Begin RECORD EXTRACTS
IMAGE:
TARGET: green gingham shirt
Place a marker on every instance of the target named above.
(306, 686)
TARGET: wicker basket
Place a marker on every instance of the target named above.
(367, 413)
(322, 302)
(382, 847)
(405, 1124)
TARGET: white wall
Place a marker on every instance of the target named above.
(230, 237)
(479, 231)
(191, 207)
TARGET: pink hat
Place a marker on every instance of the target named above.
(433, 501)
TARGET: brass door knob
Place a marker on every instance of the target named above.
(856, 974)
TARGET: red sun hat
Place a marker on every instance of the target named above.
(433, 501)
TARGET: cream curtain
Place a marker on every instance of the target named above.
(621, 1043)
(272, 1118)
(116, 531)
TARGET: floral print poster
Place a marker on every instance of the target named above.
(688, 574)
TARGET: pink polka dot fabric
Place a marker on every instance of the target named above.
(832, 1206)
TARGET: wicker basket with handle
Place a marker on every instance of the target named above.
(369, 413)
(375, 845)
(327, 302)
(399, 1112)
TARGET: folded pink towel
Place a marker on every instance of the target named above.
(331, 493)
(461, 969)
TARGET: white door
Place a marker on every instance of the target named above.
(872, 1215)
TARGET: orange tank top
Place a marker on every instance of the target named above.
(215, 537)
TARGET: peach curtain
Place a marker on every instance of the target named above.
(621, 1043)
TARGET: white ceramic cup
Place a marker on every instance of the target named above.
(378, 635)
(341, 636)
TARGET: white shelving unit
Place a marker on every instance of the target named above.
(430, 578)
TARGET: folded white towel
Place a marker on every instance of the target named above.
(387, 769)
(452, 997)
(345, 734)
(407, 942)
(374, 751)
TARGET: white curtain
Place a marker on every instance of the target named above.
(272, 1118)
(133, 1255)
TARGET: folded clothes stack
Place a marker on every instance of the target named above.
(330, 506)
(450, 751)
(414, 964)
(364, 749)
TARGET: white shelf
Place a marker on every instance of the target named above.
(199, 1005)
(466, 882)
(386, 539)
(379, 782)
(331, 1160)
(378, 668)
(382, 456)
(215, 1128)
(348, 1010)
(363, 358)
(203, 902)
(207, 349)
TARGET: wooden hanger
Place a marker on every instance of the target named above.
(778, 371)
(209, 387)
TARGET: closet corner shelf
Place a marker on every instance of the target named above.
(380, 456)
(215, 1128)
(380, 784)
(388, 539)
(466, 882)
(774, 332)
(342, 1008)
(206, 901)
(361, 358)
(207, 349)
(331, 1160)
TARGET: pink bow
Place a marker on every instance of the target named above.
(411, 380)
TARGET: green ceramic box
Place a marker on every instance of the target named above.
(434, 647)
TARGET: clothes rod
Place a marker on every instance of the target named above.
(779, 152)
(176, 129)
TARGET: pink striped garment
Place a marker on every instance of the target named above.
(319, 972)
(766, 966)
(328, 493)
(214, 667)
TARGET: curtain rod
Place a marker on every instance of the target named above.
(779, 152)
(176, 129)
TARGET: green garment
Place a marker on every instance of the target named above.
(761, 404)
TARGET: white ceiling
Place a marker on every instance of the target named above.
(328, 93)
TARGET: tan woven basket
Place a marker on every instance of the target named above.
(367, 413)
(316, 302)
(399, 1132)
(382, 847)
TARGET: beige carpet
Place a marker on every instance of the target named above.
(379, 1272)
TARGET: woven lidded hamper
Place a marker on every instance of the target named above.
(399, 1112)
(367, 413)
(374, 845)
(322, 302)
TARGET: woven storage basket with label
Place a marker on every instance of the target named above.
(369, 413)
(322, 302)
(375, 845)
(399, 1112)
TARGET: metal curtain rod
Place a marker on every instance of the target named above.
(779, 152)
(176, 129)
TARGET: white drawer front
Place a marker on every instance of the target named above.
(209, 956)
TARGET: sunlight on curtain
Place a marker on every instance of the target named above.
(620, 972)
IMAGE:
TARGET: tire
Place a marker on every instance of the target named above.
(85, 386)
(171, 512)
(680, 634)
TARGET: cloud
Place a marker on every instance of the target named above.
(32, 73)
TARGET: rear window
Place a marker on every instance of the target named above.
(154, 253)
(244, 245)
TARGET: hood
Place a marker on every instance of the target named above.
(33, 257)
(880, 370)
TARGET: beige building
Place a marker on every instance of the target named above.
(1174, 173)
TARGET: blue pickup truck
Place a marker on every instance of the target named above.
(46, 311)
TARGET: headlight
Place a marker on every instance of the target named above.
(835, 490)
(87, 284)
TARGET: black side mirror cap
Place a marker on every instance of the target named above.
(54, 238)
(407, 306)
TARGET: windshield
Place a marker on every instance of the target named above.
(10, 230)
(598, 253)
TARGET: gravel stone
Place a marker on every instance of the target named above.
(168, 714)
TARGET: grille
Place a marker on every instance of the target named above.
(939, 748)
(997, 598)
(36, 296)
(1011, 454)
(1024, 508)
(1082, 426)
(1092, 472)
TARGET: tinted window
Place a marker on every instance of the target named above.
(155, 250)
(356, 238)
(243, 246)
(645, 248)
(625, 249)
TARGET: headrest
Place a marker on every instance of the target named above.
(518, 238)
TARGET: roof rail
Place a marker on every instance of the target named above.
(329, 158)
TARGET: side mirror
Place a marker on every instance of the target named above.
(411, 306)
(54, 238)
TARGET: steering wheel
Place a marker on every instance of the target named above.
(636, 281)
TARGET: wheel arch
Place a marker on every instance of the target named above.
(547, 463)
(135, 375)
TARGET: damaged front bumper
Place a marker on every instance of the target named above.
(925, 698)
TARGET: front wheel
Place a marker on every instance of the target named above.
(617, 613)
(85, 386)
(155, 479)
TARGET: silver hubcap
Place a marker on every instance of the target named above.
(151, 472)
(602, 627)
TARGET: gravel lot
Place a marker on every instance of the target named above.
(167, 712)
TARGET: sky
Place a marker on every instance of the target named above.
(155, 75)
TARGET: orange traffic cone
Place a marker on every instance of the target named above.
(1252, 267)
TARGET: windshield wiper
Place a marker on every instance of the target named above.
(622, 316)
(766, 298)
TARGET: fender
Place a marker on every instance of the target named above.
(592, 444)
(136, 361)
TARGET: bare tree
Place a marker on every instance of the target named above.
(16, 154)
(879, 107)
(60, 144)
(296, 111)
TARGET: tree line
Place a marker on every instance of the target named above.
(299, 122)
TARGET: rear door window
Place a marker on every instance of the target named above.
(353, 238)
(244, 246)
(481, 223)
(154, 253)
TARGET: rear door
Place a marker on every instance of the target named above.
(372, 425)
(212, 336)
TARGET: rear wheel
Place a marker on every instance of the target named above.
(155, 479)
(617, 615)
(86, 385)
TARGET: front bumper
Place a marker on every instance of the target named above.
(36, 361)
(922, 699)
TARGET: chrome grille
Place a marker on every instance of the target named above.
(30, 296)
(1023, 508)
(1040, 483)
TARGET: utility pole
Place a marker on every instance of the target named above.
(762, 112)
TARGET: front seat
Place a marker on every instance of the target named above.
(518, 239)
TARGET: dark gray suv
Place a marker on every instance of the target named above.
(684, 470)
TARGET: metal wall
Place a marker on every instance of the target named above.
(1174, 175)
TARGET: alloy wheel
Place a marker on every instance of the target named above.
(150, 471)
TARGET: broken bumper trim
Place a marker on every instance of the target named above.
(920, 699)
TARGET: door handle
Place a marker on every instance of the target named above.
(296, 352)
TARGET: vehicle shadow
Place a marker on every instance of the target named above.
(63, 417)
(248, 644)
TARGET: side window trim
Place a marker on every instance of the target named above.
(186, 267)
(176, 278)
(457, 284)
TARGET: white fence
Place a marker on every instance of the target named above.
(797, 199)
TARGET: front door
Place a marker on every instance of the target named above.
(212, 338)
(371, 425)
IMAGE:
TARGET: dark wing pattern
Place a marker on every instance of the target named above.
End RECORD EXTRACTS
> [TO BE DONE]
Reproduce the entries starting at the line containing "TARGET: black side mirror cap" and ending at the line containing "(1092, 472)", changing "gravel stone" to "pebble" and leaving all else unchanged.

> [TASK RESULT]
TARGET: black side mirror cap
Place a marker on every instance of the target named above.
(54, 238)
(407, 306)
TARGET: windshield
Place a marker on every instance of the target named above.
(10, 230)
(598, 253)
TARGET: pebble
Place a marker on every instance of the target named above.
(168, 714)
TARGET: grille
Place a marker on every instance of the target named above.
(939, 748)
(997, 598)
(36, 296)
(1011, 454)
(1024, 508)
(1082, 426)
(1092, 472)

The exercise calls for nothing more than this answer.